Locate the line that contains "One dot per instance of the small", then copy it and all later lines of the data below exactly, through the last one.

(Raw records)
════════════════

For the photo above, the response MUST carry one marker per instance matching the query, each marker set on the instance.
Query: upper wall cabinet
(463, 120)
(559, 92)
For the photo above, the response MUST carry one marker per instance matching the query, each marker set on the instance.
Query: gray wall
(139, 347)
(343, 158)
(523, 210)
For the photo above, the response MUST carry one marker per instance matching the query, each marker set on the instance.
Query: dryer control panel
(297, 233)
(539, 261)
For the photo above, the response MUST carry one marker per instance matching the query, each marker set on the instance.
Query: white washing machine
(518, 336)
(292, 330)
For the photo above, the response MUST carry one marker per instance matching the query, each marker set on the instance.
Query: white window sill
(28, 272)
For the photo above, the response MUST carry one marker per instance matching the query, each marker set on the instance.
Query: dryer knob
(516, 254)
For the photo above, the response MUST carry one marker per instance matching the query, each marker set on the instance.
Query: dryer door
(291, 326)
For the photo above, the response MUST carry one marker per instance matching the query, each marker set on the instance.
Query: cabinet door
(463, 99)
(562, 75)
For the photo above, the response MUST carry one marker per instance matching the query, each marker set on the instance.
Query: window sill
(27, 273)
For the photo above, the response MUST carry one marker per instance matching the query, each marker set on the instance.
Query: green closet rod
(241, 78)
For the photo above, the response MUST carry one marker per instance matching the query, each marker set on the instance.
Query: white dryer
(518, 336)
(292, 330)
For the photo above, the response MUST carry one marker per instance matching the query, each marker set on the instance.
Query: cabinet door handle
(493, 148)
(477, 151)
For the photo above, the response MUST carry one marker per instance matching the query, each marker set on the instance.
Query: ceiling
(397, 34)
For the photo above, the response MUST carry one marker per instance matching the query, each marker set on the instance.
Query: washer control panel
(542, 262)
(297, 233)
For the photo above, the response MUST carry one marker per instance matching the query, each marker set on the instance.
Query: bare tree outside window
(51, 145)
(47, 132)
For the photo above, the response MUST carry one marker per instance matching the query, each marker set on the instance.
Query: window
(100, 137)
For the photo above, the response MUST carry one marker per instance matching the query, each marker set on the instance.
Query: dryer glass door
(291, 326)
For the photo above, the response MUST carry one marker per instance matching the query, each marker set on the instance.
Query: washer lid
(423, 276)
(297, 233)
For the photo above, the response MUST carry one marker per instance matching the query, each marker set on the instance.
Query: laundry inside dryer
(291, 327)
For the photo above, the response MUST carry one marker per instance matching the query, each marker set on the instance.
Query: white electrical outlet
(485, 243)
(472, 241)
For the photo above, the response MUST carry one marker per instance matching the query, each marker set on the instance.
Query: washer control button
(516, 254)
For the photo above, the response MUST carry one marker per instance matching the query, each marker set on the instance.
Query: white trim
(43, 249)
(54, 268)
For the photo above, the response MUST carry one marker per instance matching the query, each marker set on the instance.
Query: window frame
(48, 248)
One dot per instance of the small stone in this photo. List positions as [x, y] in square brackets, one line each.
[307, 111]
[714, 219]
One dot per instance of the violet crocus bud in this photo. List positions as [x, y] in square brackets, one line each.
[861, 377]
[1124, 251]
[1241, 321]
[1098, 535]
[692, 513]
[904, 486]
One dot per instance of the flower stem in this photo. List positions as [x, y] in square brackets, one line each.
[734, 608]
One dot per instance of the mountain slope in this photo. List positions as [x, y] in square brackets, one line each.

════════════════

→ Worked solution:
One dot per instance of the small stone in this photo. List positions as [x, y] in square brackets, one line each.
[307, 111]
[714, 219]
One dot per instance of the violet crocus bud in this photo. List positions as [x, y] in square brackets, one line each.
[861, 377]
[1124, 251]
[1241, 321]
[1098, 535]
[692, 513]
[904, 486]
One dot per instance of the flower stem in this photo. List positions as [x, y] in square brackets, one line each.
[734, 608]
One dot per instance of the mountain slope in this photo. List positions as [x, y] in square brackets, one line each.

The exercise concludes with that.